Referring expression data:

——

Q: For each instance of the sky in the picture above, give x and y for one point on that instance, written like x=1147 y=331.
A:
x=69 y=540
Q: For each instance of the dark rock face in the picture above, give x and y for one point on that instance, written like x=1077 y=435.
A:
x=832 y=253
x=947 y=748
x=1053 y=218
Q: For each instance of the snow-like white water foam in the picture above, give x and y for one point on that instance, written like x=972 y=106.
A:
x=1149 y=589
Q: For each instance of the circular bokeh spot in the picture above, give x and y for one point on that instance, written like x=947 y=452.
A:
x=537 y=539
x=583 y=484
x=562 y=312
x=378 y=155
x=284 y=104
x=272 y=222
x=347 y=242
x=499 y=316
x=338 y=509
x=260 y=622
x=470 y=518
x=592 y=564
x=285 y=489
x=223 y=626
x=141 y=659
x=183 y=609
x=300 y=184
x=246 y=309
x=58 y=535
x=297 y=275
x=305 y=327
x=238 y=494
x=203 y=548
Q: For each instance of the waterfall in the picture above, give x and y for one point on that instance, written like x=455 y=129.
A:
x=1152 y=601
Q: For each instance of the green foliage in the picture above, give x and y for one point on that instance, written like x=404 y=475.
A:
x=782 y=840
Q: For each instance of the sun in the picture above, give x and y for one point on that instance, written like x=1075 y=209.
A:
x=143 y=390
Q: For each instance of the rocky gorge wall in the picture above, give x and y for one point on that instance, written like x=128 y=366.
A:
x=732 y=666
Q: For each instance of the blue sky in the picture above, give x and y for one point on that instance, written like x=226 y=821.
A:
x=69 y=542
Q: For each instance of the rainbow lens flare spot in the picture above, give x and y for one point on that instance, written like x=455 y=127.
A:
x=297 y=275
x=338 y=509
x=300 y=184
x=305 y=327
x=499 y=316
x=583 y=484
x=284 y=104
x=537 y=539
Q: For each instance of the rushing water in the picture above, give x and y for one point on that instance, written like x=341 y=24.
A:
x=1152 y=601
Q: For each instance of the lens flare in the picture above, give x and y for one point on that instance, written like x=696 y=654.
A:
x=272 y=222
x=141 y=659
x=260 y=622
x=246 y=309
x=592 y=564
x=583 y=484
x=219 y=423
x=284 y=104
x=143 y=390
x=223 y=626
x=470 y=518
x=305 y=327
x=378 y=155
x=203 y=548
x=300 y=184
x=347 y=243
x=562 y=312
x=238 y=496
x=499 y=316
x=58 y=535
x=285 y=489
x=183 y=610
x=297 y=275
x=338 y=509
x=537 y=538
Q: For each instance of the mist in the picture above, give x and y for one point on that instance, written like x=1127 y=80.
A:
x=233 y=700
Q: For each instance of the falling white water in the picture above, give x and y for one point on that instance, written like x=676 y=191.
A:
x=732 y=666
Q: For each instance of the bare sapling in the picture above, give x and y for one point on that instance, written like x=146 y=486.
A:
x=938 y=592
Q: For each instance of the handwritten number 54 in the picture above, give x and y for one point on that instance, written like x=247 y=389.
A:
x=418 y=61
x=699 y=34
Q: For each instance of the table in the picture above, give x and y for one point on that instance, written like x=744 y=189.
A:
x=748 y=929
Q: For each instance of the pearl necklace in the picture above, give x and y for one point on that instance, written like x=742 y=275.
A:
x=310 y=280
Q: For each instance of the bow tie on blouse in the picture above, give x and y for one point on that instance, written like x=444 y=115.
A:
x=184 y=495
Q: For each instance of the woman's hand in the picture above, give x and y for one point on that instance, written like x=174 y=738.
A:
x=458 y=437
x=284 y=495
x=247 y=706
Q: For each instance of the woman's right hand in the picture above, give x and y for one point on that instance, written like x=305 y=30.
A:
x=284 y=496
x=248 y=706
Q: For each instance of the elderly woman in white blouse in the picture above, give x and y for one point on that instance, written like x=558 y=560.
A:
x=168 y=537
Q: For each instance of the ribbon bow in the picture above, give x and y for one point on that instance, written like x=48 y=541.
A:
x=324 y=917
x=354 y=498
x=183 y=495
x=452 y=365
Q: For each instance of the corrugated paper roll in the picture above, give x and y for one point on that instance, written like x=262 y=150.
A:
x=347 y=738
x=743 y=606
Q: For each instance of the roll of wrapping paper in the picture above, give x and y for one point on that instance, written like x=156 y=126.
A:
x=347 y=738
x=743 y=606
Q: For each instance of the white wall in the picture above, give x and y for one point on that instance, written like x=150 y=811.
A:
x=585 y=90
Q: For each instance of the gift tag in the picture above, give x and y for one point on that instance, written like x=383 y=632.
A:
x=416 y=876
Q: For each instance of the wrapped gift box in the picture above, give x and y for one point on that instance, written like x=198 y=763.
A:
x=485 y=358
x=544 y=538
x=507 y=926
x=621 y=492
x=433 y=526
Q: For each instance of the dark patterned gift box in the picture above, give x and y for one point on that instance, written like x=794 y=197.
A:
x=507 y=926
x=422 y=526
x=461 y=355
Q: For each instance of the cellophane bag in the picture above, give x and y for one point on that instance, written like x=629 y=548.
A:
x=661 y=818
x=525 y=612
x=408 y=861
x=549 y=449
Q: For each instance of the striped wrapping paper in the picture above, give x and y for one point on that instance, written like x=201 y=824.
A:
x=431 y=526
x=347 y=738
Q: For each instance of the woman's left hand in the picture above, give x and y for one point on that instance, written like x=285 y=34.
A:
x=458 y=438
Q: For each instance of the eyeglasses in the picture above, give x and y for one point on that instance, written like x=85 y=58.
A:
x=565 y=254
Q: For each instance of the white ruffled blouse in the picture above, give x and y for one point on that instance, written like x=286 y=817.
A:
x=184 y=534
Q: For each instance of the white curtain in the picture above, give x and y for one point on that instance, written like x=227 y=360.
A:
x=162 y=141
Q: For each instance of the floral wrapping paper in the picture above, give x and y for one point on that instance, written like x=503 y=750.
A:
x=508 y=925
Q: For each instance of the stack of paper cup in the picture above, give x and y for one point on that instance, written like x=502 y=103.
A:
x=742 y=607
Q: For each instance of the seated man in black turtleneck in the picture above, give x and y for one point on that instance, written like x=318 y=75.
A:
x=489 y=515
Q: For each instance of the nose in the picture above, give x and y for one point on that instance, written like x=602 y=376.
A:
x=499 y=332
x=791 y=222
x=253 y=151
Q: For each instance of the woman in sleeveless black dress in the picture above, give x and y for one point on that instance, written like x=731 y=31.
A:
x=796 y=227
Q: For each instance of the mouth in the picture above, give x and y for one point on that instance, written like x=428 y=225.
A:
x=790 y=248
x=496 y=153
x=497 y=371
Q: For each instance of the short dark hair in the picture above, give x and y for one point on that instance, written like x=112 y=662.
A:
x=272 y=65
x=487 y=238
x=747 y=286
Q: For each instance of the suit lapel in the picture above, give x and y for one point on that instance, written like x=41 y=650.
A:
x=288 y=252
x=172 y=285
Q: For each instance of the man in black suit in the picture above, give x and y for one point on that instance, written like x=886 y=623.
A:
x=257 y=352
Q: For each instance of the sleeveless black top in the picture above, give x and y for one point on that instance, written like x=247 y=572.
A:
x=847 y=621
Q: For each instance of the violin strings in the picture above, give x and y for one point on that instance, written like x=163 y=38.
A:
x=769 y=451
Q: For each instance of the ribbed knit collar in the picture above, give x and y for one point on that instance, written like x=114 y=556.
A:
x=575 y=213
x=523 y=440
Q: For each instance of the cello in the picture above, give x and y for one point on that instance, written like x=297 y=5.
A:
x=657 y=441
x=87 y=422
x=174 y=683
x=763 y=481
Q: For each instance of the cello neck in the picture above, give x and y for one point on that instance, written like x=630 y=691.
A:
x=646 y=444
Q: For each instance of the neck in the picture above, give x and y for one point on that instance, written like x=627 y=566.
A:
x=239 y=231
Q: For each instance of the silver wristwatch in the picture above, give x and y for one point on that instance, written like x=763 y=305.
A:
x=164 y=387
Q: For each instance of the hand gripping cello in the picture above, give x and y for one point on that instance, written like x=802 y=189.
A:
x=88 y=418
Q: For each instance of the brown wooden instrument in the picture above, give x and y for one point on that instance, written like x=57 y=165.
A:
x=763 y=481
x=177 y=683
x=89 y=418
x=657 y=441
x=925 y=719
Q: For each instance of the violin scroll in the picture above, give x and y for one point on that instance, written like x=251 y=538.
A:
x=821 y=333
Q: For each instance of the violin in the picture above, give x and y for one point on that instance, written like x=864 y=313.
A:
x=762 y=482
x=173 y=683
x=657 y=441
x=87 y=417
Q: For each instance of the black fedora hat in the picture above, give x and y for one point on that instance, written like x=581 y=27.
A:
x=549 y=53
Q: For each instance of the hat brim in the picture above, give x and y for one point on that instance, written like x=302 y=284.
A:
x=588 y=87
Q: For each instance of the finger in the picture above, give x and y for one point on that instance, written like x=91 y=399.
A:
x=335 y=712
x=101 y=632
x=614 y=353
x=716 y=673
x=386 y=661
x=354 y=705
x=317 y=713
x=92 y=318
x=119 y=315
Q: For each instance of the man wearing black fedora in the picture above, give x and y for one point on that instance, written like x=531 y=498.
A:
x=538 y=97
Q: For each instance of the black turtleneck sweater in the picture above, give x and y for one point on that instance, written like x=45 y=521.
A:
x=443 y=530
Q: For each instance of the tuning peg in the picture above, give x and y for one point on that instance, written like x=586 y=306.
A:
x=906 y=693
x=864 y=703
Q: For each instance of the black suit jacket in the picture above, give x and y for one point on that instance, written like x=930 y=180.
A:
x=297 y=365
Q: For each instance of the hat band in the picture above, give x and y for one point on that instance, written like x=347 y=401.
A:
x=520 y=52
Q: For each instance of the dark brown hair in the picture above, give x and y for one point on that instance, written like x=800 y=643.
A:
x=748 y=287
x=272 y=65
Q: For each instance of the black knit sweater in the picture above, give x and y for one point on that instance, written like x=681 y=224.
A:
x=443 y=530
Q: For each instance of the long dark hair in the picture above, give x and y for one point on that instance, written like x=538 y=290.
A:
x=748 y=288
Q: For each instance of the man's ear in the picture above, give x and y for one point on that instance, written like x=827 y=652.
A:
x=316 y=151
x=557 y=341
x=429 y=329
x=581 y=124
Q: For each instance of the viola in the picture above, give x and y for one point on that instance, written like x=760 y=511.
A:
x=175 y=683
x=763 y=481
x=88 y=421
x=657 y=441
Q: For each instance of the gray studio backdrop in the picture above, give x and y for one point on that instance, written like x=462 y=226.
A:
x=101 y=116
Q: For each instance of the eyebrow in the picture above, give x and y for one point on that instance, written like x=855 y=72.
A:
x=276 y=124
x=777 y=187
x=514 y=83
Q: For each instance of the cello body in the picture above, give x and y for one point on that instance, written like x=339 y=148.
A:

——

▶ _EXERCISE DESCRIPTION_
Retype exactly the lines from the one containing "Q: For each instance of the cello body" through the last line of the records above, including both.

▶ _PROBLEM SOLUTION_
Q: For each instance of the cello body in the picture above, give x and y for one point on that instance, written like x=339 y=148.
A:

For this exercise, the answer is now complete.